OBJECTIVE – Count the lines in the material below that contain the word "dark", and reply with the number alone.

DATA –
★ ★ ★ ★

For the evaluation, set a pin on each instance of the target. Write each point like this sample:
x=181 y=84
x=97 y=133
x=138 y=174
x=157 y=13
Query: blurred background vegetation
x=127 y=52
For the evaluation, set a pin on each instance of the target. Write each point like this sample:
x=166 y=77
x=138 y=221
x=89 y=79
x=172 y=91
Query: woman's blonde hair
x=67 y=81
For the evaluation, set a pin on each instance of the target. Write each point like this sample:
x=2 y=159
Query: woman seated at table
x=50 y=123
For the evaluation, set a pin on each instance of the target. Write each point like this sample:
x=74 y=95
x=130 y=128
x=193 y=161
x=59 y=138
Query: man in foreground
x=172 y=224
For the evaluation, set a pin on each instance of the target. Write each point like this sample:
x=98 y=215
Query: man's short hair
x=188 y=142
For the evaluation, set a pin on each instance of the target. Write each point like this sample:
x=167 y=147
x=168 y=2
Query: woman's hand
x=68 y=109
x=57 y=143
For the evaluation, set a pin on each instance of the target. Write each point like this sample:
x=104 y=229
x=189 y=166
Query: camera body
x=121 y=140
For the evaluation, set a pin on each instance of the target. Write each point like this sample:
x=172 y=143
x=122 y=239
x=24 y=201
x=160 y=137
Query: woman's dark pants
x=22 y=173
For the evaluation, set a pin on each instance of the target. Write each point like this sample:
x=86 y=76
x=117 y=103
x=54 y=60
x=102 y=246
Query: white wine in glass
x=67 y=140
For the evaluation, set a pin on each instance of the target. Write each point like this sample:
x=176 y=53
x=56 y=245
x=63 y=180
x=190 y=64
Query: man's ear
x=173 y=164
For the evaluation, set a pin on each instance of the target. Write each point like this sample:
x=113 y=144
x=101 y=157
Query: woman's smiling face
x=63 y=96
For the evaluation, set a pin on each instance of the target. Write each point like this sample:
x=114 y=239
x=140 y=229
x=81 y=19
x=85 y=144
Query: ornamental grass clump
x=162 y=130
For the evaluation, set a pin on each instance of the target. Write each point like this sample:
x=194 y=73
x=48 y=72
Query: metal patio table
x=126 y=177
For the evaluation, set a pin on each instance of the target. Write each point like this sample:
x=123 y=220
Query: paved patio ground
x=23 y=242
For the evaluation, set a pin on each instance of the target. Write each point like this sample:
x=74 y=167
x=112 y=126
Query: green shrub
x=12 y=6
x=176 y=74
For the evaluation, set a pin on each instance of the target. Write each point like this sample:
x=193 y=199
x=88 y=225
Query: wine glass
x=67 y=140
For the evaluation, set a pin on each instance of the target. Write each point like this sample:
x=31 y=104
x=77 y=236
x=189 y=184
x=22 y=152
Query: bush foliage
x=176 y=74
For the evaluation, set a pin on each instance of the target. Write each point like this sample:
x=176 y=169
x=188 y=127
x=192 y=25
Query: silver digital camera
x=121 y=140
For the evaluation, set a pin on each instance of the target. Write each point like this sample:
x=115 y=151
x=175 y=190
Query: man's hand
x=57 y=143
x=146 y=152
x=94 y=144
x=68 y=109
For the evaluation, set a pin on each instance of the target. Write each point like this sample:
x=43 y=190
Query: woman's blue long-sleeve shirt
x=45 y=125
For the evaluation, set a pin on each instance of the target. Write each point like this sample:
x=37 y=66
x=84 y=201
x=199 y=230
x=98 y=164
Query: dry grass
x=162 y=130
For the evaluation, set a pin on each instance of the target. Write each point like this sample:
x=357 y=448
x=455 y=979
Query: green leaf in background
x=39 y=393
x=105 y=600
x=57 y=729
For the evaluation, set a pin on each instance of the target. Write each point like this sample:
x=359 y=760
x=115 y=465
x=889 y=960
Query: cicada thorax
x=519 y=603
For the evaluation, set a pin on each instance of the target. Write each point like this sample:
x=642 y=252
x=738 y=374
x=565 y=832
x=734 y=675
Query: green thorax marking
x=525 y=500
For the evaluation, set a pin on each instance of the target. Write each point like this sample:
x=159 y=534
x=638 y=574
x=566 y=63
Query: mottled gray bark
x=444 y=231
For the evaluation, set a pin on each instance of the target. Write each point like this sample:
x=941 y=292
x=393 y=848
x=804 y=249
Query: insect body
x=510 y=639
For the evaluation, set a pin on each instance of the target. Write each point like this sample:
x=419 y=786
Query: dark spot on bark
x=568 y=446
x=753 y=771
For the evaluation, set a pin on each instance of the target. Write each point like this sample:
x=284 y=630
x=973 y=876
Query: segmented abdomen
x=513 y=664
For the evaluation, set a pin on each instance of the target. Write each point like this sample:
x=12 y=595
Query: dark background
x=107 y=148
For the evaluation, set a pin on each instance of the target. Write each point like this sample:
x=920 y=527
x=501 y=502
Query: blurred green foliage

★ ★ ★ ★

SOLUTION BELOW – 3